• _Assignment_
Look through the entries below and report how many lines hold the string "yellow". Only the number is wanted.

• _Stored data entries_
━━━
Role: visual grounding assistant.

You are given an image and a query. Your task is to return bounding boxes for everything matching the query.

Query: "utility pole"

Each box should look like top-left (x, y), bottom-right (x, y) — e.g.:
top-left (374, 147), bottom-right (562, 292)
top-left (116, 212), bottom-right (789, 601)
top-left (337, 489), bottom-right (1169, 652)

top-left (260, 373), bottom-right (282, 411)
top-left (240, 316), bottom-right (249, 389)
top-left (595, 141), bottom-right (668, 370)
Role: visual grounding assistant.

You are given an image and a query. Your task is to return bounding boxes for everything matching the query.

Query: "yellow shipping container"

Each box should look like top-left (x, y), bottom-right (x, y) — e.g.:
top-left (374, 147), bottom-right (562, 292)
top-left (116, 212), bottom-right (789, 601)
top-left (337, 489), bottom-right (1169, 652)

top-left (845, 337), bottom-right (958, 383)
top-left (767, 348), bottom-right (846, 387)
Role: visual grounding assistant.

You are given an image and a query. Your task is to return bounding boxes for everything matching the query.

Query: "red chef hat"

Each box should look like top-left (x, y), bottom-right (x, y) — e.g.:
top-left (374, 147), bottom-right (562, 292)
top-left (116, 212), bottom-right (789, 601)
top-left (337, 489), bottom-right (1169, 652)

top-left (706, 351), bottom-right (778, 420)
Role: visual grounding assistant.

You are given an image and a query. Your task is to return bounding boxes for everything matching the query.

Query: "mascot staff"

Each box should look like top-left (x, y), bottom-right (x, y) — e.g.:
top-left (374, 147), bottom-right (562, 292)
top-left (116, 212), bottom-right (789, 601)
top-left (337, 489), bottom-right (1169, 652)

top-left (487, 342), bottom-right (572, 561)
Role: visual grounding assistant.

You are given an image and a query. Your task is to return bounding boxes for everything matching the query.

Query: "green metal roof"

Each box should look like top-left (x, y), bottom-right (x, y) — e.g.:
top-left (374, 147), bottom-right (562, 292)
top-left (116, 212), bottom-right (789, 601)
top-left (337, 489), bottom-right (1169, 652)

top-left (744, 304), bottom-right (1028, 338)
━━━
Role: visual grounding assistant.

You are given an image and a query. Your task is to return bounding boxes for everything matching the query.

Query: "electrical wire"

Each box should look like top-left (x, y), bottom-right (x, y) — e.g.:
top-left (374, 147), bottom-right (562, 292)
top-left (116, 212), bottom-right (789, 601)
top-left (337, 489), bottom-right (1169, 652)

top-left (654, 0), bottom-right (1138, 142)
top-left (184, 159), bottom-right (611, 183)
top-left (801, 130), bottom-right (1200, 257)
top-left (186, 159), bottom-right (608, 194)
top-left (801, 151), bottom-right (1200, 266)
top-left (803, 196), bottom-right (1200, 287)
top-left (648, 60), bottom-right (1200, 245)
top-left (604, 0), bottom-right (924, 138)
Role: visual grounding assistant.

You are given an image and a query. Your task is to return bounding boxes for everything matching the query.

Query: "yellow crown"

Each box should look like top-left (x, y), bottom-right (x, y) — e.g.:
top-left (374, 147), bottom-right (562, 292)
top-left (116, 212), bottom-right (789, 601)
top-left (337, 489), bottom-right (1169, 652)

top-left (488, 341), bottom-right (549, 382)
━━━
• _Written answer_
2